Stated exercise a: Write out the stretch of rows from the line containing "Objective — for every instance of the white" through the last row, including both of those lines.
#####
By Investors Hub
The major U.S. index futures are currently pointing to a higher opening on Friday following the volatility seen over the two previous sessions.
The upward momentum on Wall Street comes after U.S. Treasury Secretary Steven Mnuchin reportedly said the U.S. and China are making ?a lot of progress? in trade talks.
A report from Reuters said Mnuchin is looking forward to a meeting with Chinese Vice Premier Liu He next week, which will also include discussions on currency issues.
Traders also seem to be expressing optimism about negotiations to end the government shutdown even though two separate proposals to re-open the government failed in the Senate yesterday.
Overall trading activity may be somewhat subdued, however, as no major U.S. economic data will be released on the day due to the ongoing shutdown.
Extending the volatile performance seen on Wednesday, stocks showed a lack of direction over the course of the trading day on Thursday. The Dow and the S&P 500 spent the day bouncing back and forth across the unchanged line, although the tech-heavy Nasdaq managed to remain positive.
The major averages eventually ended the session mixed. While the Dow edged down 22.38 points or 0.1 percent to 24,553.24, the Nasdaq advanced 47.69 points or 0.7 percent to 7,073.46 and the S&P 500 inched up 3.63 points or 0.1 percent to 2,642.33.
The choppy trading on Wall Street came after Commerce Secretary Wilbur Ross told CNBC the U.S. is “miles and miles” from a trade deal with China.
“Frankly, that shouldn’t be too surprising,” Ross said in an interview on CNBC’s “Squawk Box,” noting the U.S. and China have “lots and lots of issues.”
The comments from Ross come ahead of Chinese Vice Premier Liu He’s trip to Washington next week for the next round of trade negotiations.
Concerns about a U.S.-China trade deal partly offset positive sentiment generated by a report from the Labor Department showing initial jobless claims fell to their lowest level in almost fifty years in the week ended January 19th.
The report said initial jobless claims slid to 199,000, a decrease of 13,000 from the previous week’s revised level of 212,000.
#####
Stated exercise b: Reproduce the stock market report above word for word.

Records from a dataset:
#####
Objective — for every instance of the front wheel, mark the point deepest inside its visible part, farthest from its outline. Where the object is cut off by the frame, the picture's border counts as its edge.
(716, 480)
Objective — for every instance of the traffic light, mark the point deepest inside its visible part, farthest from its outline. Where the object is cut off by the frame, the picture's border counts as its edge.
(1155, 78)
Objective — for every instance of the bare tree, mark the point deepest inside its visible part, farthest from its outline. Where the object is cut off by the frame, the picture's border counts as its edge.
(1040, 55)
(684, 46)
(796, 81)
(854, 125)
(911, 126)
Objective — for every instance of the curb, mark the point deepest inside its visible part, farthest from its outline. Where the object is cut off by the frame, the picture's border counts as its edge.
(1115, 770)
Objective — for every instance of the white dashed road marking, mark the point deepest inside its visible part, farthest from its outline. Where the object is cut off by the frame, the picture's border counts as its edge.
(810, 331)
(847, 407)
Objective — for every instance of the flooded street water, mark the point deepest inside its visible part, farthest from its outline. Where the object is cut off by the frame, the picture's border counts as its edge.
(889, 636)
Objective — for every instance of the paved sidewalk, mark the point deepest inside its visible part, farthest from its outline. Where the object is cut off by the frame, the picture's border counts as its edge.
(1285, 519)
#####
Output a:
Objective — for every instance of the white dashed road marking, mark the point deepest inside its visible part, farthest from its outline. Where the object is cut off by the frame, the picture's border counts as its edge.
(810, 331)
(847, 407)
Objective — for every instance of the flooded street water, mark the point deepest inside its visible part, farthest from its outline. Where the object is cut off by the frame, the picture's border counts as its edge.
(889, 636)
Objective — for every instance of the paved sidewalk, mark the point deepest inside its visible part, farthest from its outline. Where the object is cut off by the frame, the picture's border counts as its edge.
(1285, 519)

Output b:
By Investors Hub
The major U.S. index futures are currently pointing to a higher opening on Friday following the volatility seen over the two previous sessions.
The upward momentum on Wall Street comes after U.S. Treasury Secretary Steven Mnuchin reportedly said the U.S. and China are making ?a lot of progress? in trade talks.
A report from Reuters said Mnuchin is looking forward to a meeting with Chinese Vice Premier Liu He next week, which will also include discussions on currency issues.
Traders also seem to be expressing optimism about negotiations to end the government shutdown even though two separate proposals to re-open the government failed in the Senate yesterday.
Overall trading activity may be somewhat subdued, however, as no major U.S. economic data will be released on the day due to the ongoing shutdown.
Extending the volatile performance seen on Wednesday, stocks showed a lack of direction over the course of the trading day on Thursday. The Dow and the S&P 500 spent the day bouncing back and forth across the unchanged line, although the tech-heavy Nasdaq managed to remain positive.
The major averages eventually ended the session mixed. While the Dow edged down 22.38 points or 0.1 percent to 24,553.24, the Nasdaq advanced 47.69 points or 0.7 percent to 7,073.46 and the S&P 500 inched up 3.63 points or 0.1 percent to 2,642.33.
The choppy trading on Wall Street came after Commerce Secretary Wilbur Ross told CNBC the U.S. is “miles and miles” from a trade deal with China.
“Frankly, that shouldn’t be too surprising,” Ross said in an interview on CNBC’s “Squawk Box,” noting the U.S. and China have “lots and lots of issues.”
The comments from Ross come ahead of Chinese Vice Premier Liu He’s trip to Washington next week for the next round of trade negotiations.
Concerns about a U.S.-China trade deal partly offset positive sentiment generated by a report from the Labor Department showing initial jobless claims fell to their lowest level in almost fifty years in the week ended January 19th.
The report said initial jobless claims slid to 199,000, a decrease of 13,000 from the previous week’s revised level of 212,000.